## 本文抜粋
野田市駅より江戸川方向へ向かう途中に、おしゃれな建物が目を惹く「かわはら動物病院」がある。猫をかたどった銅板の門を抜け、大きな木の扉を開けると広々とした待合室が迎え入れてくれる。木のベンチと石だたみ、天井の高い造りがちょっとしたリゾート地に来たような居心地の良さだ。河原恒一院長は、「飼い主目線の診療」を何より大切にしている獣医師。取材中も質問の一つひとつに、丁寧かつわかりやすく答えてくれる姿勢からも普段の診療風景が見えるようだった。獣医療の進歩のためには地域の活動、獣医師同士の協力は欠かせないと考える河原院長に、獣医師になったきっかけから今後の展望までじっくり話を聞いた。
(取材日2016年9月5日)
―獣医師めざしたきっかけを教えてください。

## 作業指示
1 - 動物病院の紹介文で、筆者が院長の普段の診療風景が見えるようだと感じた理由を、1〜3文で説明せよ。
2 - 動物病院の紹介文で、門から待合室にかけての建物の造りとして描かれているものをすべて挙げよ。
3 - 動物病院の紹介文の最後の問いを受けて、その続きを書いてください。

## 提供データ

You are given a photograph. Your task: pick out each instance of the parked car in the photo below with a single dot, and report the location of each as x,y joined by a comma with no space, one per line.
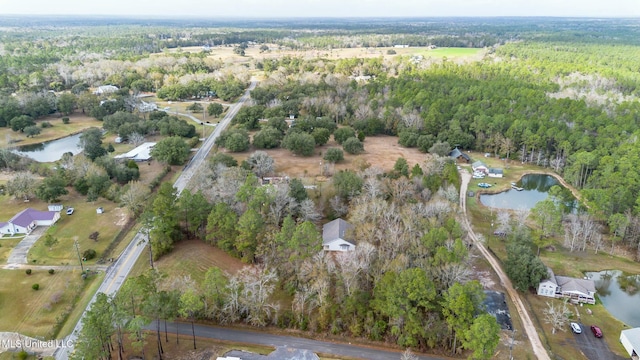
576,328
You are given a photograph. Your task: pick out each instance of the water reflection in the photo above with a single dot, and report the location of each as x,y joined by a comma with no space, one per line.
51,150
536,188
619,293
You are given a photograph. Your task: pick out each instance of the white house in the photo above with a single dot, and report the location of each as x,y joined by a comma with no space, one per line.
28,219
548,287
479,166
106,89
493,172
630,339
55,207
573,289
141,153
335,237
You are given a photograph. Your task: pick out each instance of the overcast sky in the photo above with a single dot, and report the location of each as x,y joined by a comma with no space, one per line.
325,8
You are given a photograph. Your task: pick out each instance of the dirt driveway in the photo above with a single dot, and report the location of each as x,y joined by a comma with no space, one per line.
19,253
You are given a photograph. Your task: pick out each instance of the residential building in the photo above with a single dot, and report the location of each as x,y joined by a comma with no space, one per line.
335,236
28,219
630,339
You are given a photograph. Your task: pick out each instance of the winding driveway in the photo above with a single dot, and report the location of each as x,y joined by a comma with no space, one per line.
529,328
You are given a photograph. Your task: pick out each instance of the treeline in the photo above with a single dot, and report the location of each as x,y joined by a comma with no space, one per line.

## 各項目の解答
1 - 取材中、河原院長が質問の一つひとつに丁寧かつわかりやすく答えてくれたからである。筆者はその姿勢から、普段の診療風景が見えるようだと感じている。

2 -
猫をかたどった銅板の門
大きな木の扉
広々とした待合室
木のベンチ
石だたみ
天井の高い造り

3 -
小さいころから動物が好きだったのが大きな理由です。動物園に行くと檻の前に張り付いて、親が見失うくらい食いついて見ていました。家では、トカゲを捕まえてベッドに入れていたり、机の引き出しを開けると虫がたくさん入っていたり。動物、昆虫、は虫類何でも好きだったので、それを生かせる仕事に就きたかったんです。とはいえ、学年が上がっていくにつれていろいろな勉強に興味を持つようになり、医師、天文学者、物理学者とさまざまな職業を夢見ました。その中で獣医師への道を選んだのは、中学高校と進学していくうちに、手に職をつけたいと思うようになったため。もちろんその候補の中には医師もあったのですが、最終的に話ができない、気持ちを汲み取るのが難しい動物を治していける獣医師は、すばらしい仕事ではないかと感じたのです。好きなものを仕事にすれば、苦労も楽しめるもの。獣医師はとてもやりがいのある仕事だと思っています。
―獣医師をめざし、開業に至るまでの経緯を教えてください。
獣医学部に進むと決めた時から、何か技術を身につけたいと思っていましたので、入学してすぐに技術が学べる研究室に入りました。そして、その研究室にはちょうど開業医の先生がいらして、「卒業したらうちにおいで」と最初から言っていただいていたので、早い時期に将来進む道も決定。学生のうちから開業をめざして技術を磨いてきました。大学卒業時は、大学に残ってほしいと言ってくださった先生もいたのですが、自分のやりたい獣医療は開業してこそできる。そんな風に感じていたため、大学卒業後は開業医の先生の病院に勤務し、2年後に開業しました。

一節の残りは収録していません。